Data listing ▸
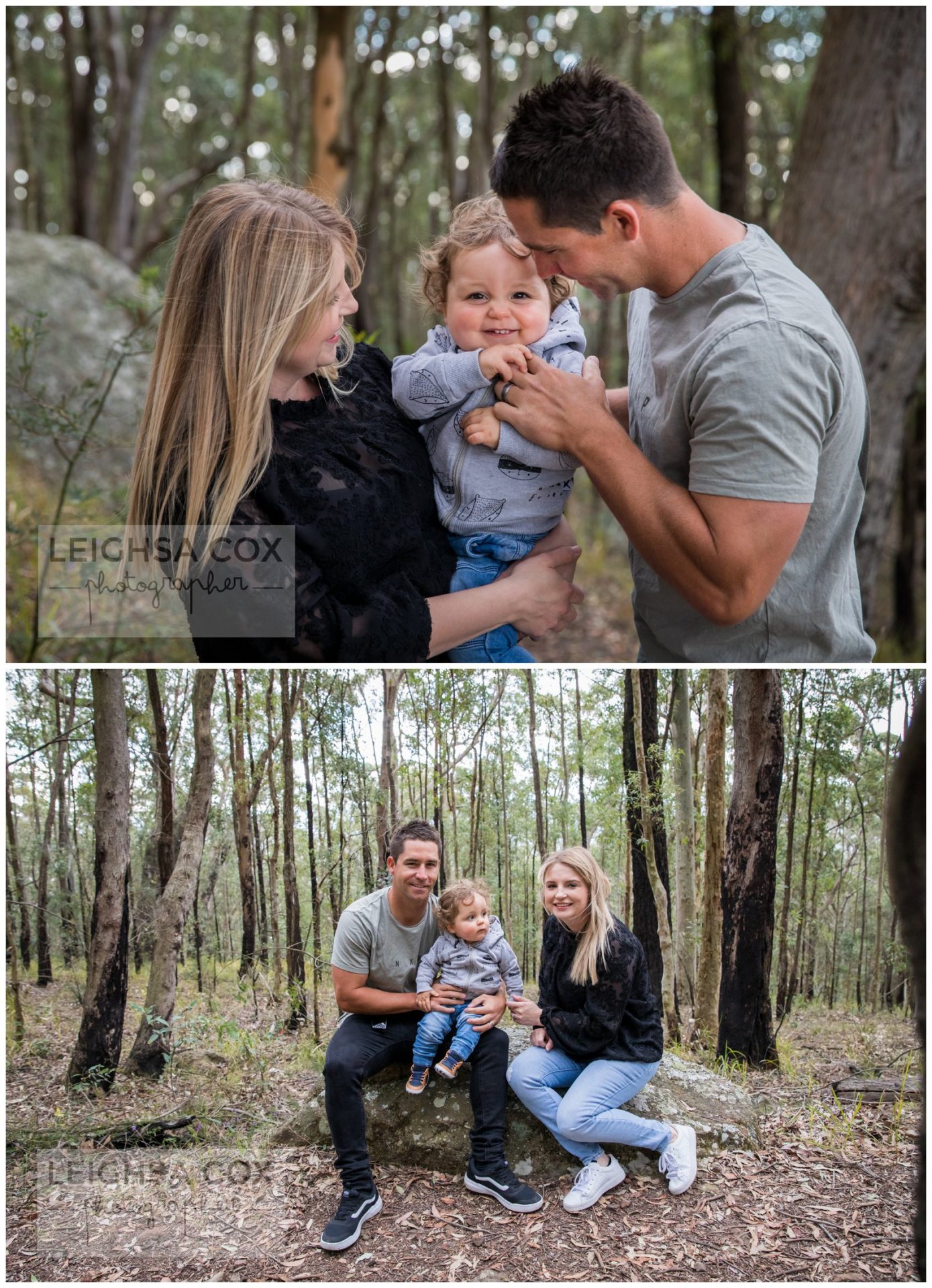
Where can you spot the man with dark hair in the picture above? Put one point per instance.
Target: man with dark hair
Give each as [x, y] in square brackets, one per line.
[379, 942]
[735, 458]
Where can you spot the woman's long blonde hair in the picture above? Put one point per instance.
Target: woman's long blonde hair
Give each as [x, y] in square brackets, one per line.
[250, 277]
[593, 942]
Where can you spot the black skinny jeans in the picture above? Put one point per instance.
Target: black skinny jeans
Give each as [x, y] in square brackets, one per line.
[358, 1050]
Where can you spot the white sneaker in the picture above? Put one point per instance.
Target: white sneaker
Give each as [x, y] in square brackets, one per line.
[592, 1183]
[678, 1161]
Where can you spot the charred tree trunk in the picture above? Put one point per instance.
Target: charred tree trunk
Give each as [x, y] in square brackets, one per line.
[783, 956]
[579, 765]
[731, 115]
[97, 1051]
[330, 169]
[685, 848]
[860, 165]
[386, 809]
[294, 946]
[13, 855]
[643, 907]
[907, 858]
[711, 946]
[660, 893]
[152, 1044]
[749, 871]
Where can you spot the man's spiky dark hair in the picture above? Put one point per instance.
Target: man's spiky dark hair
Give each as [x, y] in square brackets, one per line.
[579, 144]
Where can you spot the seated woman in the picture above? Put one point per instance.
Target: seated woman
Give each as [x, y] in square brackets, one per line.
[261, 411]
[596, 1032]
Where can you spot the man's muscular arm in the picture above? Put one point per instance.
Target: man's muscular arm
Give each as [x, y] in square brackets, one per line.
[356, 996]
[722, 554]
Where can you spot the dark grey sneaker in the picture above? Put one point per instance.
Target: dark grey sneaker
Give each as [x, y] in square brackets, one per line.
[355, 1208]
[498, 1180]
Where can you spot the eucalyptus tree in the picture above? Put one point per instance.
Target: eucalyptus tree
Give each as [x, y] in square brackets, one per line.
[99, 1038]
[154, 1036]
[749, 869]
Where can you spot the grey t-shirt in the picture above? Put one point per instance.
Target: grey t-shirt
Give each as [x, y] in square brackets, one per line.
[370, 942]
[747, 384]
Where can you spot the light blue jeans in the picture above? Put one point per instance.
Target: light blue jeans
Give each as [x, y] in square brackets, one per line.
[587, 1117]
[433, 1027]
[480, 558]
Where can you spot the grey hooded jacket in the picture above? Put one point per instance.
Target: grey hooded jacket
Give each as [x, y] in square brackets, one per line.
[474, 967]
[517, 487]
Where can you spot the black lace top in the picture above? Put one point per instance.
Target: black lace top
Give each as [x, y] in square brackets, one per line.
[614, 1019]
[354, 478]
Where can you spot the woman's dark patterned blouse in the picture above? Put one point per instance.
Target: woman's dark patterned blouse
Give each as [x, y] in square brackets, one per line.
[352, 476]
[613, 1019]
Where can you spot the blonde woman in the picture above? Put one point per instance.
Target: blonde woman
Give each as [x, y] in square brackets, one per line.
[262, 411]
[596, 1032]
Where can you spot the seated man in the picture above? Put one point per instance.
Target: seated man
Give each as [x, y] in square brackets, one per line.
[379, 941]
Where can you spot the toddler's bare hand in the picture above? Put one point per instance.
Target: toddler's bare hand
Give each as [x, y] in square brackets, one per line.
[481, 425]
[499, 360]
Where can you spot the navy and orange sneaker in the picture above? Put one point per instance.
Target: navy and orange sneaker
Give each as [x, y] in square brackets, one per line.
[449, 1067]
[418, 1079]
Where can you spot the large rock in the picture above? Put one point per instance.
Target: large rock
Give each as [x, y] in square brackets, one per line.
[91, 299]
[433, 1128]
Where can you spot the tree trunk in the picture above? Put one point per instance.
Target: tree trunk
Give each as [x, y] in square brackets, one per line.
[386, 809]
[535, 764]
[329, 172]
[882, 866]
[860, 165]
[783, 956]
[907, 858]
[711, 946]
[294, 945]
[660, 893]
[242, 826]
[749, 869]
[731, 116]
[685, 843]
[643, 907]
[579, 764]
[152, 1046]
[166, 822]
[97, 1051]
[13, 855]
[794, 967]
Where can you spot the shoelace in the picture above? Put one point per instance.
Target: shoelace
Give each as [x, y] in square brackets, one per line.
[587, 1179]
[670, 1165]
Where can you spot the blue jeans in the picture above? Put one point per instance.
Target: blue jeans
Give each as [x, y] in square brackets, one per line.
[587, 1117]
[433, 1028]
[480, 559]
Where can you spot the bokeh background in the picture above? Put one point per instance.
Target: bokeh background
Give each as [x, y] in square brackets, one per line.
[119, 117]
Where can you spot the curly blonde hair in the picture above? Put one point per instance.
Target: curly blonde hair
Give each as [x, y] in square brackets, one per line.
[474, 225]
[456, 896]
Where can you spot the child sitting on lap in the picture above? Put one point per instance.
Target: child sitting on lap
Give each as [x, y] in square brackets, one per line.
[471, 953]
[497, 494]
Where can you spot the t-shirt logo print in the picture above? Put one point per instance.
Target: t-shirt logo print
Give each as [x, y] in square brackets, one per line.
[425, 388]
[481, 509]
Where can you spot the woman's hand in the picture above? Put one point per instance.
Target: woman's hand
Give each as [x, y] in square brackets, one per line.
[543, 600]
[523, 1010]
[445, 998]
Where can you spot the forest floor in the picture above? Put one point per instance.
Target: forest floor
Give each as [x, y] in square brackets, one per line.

Task prompt ▸ Rewrite everything from the line containing "Where can you spot the toddler's" down to the line containing "[418, 1079]" as a numbered list, leaving out any blank lines.

Final result ▸
1. Where can you spot the toddler's bare hand in the picture above? Put one point per instance.
2. Target: toddler's bare hand
3. Give each as [x, y] in square brackets, one per line.
4. [481, 425]
5. [499, 360]
6. Where can you spot the navy and orange sneaker in the picture above? Put one point per instance.
7. Target: navy and orange sneaker
8. Give each as [x, y] in square brackets, one per line.
9. [449, 1067]
10. [418, 1079]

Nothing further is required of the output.